A basic level histogram doesnt actually show us much. We can see that most KDs are centered between 0 and 5, but there are definitely some significantly higher outliers. In practicality, this could mean that in the 2048 games we analyzed, we came upon players who are either insanely good, better than any professional ever, or we came upon players that are hacking. Having an incredibly high lifetime value is very difficult because of the randomness of games and even some of the best players will still have KDs around the 6-10 mark.

When we take a look at players whose KDs are over 6 we can still see a very high concentration between the 6 and 10 kd range. However, we then also see a second cluster of players at the 20+ KD mark. Because of the very low frequency of these players, we can definitely assume that these players are insignificant outliers. They actually end up changing a lobby's average KD by up to 35/150 = 0.23 which is a large amount of skew, but because we only see 15 of them across 2048 games, the overal difference is negligible.

We can see that there are 15 users with an over 10 lifetime kd. Of these 15 users, all 15 are actually private accounts. This is quite interesting because, we previously proved that players with higher KDs tend to turn their data settings to public. These players seem to be the best 15 by far, and yet their privacy settings are still set to private. While it is entirely possible that some extremely good players do not care enough to change the setting, it is unlikely that ALL 15 follow the same logic.

Moreover, in practicality, having a KD that high as a LIFETIME KD and not a SINGLE GAME KD is extremely unlikely. This would require players to drop 10+, 20+, or even 30+ kills per game consistently while limiting their deaths to 1 or 2. Note that for KD calculations, for the sake of avoiding divide by zero errors, COD counts 0 deaths as 1 death (i.e. 35 kills 0 deaths = 35 kills 1 death). Because even professional players and content creators are unable to achieve this level of success in their skill, we can reasonably assume that these 15 players are one of two things. They are either a brand new account with maybe 1 or 2 insanely good games, hence their lifetime kd and single game kds might be very similar, OR they are hackers who tend to get lots of kills over large amounts of games using hacks like aimbot and other cheats. Also note that I said brand new account and not brand new player. The reason for this is players can have numerous accounts, and it is possible that a professional player, content creator, or anyone for that matter, created a new account and had a very very good first game (or multiple), but the odds of the this happening are actually very low for another reason. In Call of Duty: Warzone, one way to improve your chances of winning is to level up your guns and achieve new attachments and other perks (https://www.dexerto.com/call-of-duty/best-warzone-loadouts-class-setup-1342383/). This can only be done by playing the game for an extensive amount of time, usually requirings 10s if not 100s of games to complete all necessary achievements to level up your equipment and profile. Inherently, this means that a very good player on a brand new account, still faces this challenge and is severely disadvantaged when entering into a game for the first time. Thus, from a practicality standpoint, it is more likely that these users are hackers or bots and not real, legitimate players.

Now that we have talked about the outliers, let's look back towards the more realistic end of the player spectrum.

I'm kind of curious about the frequency of certain KDs. I wonder if there are very frequent and also very infrequent KDs. We can see from the histogram that they are generally around 1, but I wonder if we can get the image when looking a bit more specific.

### TASK BRIEF
In the Warzone KD analysis, how does COD count a game with 0 deaths when calculating KD?

(Stored data)
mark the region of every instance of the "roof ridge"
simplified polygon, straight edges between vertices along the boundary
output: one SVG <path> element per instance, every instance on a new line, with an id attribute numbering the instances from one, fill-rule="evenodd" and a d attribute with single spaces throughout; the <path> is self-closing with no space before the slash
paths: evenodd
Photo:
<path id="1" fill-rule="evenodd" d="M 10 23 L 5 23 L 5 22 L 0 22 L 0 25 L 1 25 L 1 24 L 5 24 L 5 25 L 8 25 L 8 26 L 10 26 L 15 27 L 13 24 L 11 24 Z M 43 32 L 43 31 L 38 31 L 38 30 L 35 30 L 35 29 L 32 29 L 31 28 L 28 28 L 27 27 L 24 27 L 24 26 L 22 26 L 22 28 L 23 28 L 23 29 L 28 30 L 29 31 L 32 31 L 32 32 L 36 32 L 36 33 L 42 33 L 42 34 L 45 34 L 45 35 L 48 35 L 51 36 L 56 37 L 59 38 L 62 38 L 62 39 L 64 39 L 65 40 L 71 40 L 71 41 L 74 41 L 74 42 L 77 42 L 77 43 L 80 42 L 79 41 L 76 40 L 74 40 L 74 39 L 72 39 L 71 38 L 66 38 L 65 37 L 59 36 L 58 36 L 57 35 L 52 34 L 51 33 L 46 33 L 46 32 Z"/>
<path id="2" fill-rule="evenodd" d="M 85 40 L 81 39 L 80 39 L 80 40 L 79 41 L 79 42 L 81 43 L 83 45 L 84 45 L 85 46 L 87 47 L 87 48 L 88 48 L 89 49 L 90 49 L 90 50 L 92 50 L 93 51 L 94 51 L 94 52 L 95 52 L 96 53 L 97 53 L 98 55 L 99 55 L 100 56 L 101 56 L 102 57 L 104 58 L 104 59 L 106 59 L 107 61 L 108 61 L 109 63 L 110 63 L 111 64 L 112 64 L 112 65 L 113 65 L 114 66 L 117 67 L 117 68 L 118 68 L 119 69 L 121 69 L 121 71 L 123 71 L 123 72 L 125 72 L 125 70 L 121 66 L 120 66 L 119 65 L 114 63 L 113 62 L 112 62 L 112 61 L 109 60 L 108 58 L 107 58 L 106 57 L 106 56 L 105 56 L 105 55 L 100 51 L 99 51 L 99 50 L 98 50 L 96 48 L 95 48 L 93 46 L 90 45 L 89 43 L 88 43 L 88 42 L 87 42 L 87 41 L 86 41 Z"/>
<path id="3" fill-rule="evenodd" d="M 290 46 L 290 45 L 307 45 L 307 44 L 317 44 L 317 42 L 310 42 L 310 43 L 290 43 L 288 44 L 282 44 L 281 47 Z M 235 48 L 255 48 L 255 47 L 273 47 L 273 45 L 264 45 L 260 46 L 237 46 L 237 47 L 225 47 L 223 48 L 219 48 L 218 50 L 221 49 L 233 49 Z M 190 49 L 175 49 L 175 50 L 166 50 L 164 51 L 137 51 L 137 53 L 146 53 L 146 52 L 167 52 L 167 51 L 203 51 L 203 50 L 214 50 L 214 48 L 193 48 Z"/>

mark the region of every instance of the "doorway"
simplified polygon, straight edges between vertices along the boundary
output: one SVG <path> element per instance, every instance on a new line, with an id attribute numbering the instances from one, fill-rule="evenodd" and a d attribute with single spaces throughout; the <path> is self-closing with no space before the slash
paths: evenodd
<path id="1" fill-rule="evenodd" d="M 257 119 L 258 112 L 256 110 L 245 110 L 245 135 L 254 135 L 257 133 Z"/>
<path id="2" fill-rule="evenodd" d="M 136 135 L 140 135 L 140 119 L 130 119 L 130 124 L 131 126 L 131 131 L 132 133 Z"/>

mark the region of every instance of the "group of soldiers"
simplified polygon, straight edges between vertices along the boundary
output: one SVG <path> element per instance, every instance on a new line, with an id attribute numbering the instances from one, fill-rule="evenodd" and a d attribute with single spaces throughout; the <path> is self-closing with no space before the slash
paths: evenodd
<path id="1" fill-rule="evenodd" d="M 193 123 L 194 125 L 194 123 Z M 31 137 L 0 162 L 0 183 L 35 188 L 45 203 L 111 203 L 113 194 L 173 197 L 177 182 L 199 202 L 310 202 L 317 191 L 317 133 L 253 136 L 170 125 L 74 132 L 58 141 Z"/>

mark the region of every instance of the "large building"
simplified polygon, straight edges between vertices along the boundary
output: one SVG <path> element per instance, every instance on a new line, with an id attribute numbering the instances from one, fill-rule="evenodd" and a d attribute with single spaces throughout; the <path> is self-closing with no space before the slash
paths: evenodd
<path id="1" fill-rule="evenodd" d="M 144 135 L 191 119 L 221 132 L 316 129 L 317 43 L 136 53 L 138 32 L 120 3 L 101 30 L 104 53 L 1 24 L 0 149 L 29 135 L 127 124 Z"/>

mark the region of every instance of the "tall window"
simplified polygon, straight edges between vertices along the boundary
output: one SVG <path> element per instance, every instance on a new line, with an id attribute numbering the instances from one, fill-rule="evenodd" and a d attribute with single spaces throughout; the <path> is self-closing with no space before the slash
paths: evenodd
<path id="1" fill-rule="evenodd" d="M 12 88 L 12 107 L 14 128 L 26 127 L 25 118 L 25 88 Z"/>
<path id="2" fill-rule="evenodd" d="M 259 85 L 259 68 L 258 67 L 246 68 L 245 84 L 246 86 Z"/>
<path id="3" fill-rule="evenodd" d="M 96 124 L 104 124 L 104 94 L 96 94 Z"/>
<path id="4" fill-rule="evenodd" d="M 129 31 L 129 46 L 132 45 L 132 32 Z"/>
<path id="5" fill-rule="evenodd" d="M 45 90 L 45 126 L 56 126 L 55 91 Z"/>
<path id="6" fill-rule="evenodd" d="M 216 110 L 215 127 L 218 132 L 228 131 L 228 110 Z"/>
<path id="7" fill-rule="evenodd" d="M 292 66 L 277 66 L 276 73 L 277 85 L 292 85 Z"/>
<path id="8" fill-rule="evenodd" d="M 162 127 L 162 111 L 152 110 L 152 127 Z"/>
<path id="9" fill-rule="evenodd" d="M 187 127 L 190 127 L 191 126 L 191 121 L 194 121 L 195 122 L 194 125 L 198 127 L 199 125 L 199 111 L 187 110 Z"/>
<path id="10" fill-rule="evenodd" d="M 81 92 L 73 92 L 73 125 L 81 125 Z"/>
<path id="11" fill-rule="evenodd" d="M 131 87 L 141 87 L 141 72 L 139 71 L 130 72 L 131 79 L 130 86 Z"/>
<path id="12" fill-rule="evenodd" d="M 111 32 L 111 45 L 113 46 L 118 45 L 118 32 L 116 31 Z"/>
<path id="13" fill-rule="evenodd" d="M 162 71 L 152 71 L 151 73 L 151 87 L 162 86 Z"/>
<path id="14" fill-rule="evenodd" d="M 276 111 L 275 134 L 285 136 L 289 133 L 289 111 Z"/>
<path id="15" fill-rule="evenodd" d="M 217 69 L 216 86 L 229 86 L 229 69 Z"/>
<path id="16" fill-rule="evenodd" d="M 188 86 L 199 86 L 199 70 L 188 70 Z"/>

### WRITTEN RESPONSE
It counts 0 deaths as 1 death to avoid divide-by-zero errors.